§ Trecho fornecido:

▬▬▬

Roberto A. Tauil – Julho de 2016.

Recebi mensagem de um caro leitor e o assunto reviveu em minha memória. Sabia que já havia escrito algo sobre a matéria e, então, fui vasculhar os arquivos de “Meus Documentos” até encontrar o bendito artigo. Afinal, serviços de frigorífico por encomenda geram ISS ou IPI?

A pergunta do leitor girava, portanto, em torno de atividades de frigorífico. Disse ele que o contratante entrega bovinos ao frigorífico e este faz o abate para depois produzir produtos originários da carcaça do coitado do boi. Produz artigos de alimentação e para fins industriais. Devolve ao contratante esses produtos e este os comercializa posteriormente.

Esse ‘serviço’ prestado pelo frigorífico sofre incidência do ISS ou do IPI?

Pode parecer extremamente simples a resposta que darei, mas sempre que me vem tais perguntas minha primeira iniciativa é correr à lista de serviços do ISS. Se lá constar a atividade, temos o ISS. Se não constar, o assunto merece outras investigações, como a de verificar se cabe a interpretação extensiva para serviços congêneres. Pois essa vem sendo a posição da nossa ‘jurisprudência superior’, ou de pelo menos parte dela; já a doutrina dos mestres tece várias outras questões, algumas mais sociológicas do que tributárias. E o Fisco, em tais momentos, não quer saber de filosofia, não quer saber de interpretação pelo método sociológico, teleológico, lógico ou sistemático. Ele quer saber somente se pode cobrar o imposto! Em tudo que os nossos doutos doutrinadores mexem, vira uma caixa de Pandora ou casa de marimbondo. Com todo o respeito.

Por evidência, “serviços de frigorífico” não constam da lista, assim, de forma tão explícita (olha o advogado aí!). Temos, porém, o famoso item 14 – “Serviços relativos a bens de terceiros”. Será que esses ‘serviços’ prestados pelo frigorífico poderiam ser enquadrados nesse tal item 14?

Vamos ver. O item 14 trata de serviços prestados em bens de terceiros. Consertar um carro, retificar uma máquina, encadernar um livro, estofar um sofá, recondicionar um motor, enfim, são serviços aplicados no bem material que foi entregue pelo tomador ou adquirente do serviço. Por certo, ele, o tomador, quer o seu produto entregue de volta, mas com as melhorias prometidas pelo prestador.

Em outras palavras, o bem entregue pelo tomador lhe é devolvido com certos acréscimos ou melhorias. E sendo assim, esses bens só podem ser infungíveis, ou seja, o dono do bem quer que ele lhe seja devolvido nas condições contratadas. Se fosse um bem fungível, não teria nunca a certeza de que o bem entregue ao prestador seria o mesmo que lhe foi devolvido. Se eu quero a minha geladeira com nova pintura, vou querer a devolução da mesma geladeira, mas agora pintada. Não me venha o pintor a restituir-me outra geladeira! Vem daí que o preço do serviço se refere apenas à pintura, e não ao preço da geladeira, que já me pertencia.

▬▬▬

§ Material fornecido:
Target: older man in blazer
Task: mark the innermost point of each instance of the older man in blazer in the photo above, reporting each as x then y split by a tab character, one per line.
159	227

▬▬▬

§ Tarefas propostas:
1. Reproduza a parte do trecho fornecido que se inicia com as palavras "Recebi mensagem de" e termina com "os comercializa posteriormente.", substituindo "frigorífico" por "matadouro".
2. De acordo com o trecho fornecido, o que o contratante faz com os produtos que o frigorífico lhe devolve?

§ Respostas esperadas:
1.
Recebi mensagem de um caro leitor e o assunto reviveu em minha memória. Sabia que já havia escrito algo sobre a matéria e, então, fui vasculhar os arquivos de “Meus Documentos” até encontrar o bendito artigo. Afinal, serviços de matadouro por encomenda geram ISS ou IPI?

A pergunta do leitor girava, portanto, em torno de atividades de matadouro. Disse ele que o contratante entrega bovinos ao matadouro e este faz o abate para depois produzir produtos originários da carcaça do coitado do boi. Produz artigos de alimentação e para fins industriais. Devolve ao contratante esses produtos e este os comercializa posteriormente.

2. Ele os comercializa posteriormente.